● Selected extract:
↓↓↓

Currency translation
Operations outside the United States are measured generally using the local currency as the functional
currency. Upon consolidation, the results of operations of the subsidiaries and affiliates whose functional currency is
other than the U.S. dollar are translated into U.S. dollars at the average exchange rates for the year while assets
and liabilities are translated at year-end exchange rates. Adjustments to translate assets and liabilities into U.S.
dollars are recorded in the Stockholders’ Equity section of the Consolidated Balance Sheets as a component of
Accumulated other comprehensive income and are included in net earnings only upon sale or substantial liquidation
of the underlying non-U.S. subsidiary or affiliated company.
Earnings per share
Basic earnings per share (“EPS”) is calculated by dividing net income by the weighted-average number of common
shares outstanding during the reported period. Diluted EPS is calculated similar to basic EPS, except that the
weighted-average number of shares outstanding includes the number of shares that would have been outstanding
had potentially dilutive common shares been issued. Potentially dilutive securities include stock appreciation rights
and nonvested stock-based awards. Nonvested market and performance-based share awards are included in the
weighted-average diluted shares outstanding each period if established market or performance criteria have been
met at the end of the respective periods.

↑↑↑

● Data rows:
↓↓↓

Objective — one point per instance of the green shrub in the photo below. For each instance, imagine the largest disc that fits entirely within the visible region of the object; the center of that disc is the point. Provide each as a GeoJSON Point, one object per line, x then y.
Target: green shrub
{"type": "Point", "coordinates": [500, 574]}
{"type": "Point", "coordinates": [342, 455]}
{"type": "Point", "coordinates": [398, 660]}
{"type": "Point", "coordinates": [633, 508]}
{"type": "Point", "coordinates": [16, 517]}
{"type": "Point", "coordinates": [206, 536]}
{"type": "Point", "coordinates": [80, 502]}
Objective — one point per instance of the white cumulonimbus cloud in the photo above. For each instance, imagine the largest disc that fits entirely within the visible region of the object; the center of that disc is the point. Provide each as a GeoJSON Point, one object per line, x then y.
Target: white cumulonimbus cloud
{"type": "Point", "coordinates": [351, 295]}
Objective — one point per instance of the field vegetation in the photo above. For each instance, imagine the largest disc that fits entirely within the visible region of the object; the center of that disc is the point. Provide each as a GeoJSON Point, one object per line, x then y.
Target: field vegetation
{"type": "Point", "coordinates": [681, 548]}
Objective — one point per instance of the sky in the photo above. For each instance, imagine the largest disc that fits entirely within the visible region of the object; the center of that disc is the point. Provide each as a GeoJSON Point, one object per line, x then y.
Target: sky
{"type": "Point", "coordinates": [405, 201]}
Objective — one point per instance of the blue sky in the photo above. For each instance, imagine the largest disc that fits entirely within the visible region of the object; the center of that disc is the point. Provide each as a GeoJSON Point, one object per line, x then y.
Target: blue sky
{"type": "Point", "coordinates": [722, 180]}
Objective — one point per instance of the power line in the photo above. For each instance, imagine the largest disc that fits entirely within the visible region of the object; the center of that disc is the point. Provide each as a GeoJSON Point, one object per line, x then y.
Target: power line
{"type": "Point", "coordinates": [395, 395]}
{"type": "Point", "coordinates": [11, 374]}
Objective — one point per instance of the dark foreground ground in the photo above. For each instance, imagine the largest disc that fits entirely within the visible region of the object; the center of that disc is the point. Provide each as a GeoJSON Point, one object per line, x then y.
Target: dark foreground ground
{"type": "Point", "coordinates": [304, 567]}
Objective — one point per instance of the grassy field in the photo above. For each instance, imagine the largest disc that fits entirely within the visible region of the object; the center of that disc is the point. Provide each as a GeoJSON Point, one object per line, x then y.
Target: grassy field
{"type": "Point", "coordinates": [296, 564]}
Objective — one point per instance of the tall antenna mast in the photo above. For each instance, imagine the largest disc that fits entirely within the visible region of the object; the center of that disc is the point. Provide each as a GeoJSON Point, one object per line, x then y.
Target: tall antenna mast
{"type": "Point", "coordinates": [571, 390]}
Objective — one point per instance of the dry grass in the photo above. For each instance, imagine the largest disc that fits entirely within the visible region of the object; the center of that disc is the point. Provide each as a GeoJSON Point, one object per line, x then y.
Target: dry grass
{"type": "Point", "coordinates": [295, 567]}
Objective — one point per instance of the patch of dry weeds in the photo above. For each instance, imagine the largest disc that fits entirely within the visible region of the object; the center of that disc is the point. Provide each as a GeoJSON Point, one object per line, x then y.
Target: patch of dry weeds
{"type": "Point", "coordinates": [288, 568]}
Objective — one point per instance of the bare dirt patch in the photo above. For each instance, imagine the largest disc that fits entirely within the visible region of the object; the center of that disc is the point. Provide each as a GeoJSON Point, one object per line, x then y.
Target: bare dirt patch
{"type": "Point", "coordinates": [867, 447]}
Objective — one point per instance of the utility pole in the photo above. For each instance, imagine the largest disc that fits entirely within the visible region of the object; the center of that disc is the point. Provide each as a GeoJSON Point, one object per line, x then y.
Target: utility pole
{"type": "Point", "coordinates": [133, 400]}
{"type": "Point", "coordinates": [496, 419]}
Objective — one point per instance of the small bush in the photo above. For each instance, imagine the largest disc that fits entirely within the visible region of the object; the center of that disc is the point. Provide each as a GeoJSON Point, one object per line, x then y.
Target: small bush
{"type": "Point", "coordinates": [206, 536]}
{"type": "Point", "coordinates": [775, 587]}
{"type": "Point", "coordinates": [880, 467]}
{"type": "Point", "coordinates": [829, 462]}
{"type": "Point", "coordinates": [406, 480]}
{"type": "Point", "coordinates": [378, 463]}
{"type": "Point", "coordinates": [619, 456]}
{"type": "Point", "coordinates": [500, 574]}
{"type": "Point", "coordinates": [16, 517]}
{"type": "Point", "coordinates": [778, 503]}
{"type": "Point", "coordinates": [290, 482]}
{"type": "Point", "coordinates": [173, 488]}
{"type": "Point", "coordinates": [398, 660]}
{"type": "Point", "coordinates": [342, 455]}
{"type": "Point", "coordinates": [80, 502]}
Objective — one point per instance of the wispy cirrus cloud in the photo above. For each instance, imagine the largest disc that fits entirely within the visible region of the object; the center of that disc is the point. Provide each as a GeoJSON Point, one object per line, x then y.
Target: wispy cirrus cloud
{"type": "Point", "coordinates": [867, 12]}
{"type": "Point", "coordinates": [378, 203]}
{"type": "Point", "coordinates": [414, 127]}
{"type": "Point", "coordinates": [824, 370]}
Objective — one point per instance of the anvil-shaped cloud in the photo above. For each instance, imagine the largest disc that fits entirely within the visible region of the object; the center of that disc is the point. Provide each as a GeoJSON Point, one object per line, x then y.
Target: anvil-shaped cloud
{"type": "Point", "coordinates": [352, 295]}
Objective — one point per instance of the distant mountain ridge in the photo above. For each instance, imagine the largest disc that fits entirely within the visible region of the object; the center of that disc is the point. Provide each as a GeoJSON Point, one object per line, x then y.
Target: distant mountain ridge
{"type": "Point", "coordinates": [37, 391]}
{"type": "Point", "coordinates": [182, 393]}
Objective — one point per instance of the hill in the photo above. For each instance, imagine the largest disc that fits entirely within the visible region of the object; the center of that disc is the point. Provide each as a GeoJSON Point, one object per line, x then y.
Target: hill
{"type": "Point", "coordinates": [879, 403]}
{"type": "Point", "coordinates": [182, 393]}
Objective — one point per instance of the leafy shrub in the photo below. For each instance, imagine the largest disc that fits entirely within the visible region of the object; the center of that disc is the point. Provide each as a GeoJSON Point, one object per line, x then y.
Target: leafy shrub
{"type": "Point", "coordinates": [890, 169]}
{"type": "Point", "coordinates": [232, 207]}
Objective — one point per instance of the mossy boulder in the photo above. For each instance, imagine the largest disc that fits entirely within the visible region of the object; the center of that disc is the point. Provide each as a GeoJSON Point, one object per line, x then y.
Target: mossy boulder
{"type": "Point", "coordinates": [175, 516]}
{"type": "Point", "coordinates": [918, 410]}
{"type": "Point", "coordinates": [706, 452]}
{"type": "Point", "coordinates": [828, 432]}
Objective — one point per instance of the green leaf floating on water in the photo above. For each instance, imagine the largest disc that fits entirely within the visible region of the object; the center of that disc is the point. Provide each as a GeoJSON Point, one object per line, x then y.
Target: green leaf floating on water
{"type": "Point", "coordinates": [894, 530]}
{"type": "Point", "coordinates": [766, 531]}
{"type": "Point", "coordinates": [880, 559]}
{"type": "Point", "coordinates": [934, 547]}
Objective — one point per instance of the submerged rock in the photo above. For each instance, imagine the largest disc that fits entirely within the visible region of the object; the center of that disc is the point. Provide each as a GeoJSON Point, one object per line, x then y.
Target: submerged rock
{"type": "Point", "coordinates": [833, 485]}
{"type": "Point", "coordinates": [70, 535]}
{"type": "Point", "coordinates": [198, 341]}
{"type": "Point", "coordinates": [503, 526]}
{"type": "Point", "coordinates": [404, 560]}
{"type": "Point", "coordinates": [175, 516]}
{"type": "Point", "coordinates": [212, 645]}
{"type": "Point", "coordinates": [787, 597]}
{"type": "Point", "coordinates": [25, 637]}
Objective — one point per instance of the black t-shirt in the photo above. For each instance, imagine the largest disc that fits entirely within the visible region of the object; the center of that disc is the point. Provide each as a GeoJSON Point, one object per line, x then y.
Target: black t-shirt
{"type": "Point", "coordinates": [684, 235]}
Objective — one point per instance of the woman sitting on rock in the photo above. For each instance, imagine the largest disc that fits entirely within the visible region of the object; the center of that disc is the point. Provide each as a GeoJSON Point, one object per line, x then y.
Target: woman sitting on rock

↑↑↑

● Given instruction: In the accounting excerpt, at what exchange rates are the assets and liabilities of subsidiaries and affiliates translated into U.S. dollars?

● Worked answer: They are translated at year-end exchange rates.